Task data:
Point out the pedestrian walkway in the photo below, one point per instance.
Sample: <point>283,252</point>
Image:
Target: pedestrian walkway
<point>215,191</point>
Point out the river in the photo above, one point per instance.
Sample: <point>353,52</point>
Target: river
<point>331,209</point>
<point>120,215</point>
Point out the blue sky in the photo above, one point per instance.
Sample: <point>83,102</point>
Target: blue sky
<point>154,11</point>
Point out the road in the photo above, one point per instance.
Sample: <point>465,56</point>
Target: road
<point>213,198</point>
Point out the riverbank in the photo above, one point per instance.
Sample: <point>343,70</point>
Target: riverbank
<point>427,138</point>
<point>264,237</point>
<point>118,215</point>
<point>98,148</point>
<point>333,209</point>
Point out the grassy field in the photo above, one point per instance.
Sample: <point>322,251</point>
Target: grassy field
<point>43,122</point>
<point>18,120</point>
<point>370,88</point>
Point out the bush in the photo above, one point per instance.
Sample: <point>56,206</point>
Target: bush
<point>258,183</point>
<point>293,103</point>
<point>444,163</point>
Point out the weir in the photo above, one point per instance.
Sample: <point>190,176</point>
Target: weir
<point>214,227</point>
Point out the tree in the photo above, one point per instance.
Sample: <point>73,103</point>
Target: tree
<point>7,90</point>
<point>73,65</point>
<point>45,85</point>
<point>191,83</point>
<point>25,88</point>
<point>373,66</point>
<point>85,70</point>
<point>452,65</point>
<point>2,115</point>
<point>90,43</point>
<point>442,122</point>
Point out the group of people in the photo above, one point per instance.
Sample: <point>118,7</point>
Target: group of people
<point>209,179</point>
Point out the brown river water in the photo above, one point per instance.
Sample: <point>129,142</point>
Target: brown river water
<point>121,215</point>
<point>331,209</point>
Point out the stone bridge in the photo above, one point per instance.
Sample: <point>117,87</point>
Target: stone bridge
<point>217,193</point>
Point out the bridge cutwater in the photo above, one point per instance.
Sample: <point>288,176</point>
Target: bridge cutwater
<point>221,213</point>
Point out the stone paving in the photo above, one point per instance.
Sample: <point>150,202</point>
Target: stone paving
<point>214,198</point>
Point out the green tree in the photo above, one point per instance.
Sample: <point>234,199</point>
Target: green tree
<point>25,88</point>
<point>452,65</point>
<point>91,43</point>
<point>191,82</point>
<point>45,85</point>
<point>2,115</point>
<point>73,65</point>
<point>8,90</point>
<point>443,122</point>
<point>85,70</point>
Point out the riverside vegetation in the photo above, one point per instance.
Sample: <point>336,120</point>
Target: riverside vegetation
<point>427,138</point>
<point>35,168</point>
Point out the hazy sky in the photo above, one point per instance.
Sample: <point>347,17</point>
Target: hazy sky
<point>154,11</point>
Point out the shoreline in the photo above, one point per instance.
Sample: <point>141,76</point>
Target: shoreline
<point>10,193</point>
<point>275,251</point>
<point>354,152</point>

Goal of the exercise:
Copy the material above verbatim, from the line with "Point out the bridge" to the line with "<point>214,198</point>", including both of those lines.

Response:
Point out the bridge cutwater in the photo above, one point per instance.
Sample: <point>288,176</point>
Target: bridge cutwater
<point>221,213</point>
Point out the stone paving in the photo above, one point per instance.
Sample: <point>150,202</point>
Target: stone paving
<point>214,198</point>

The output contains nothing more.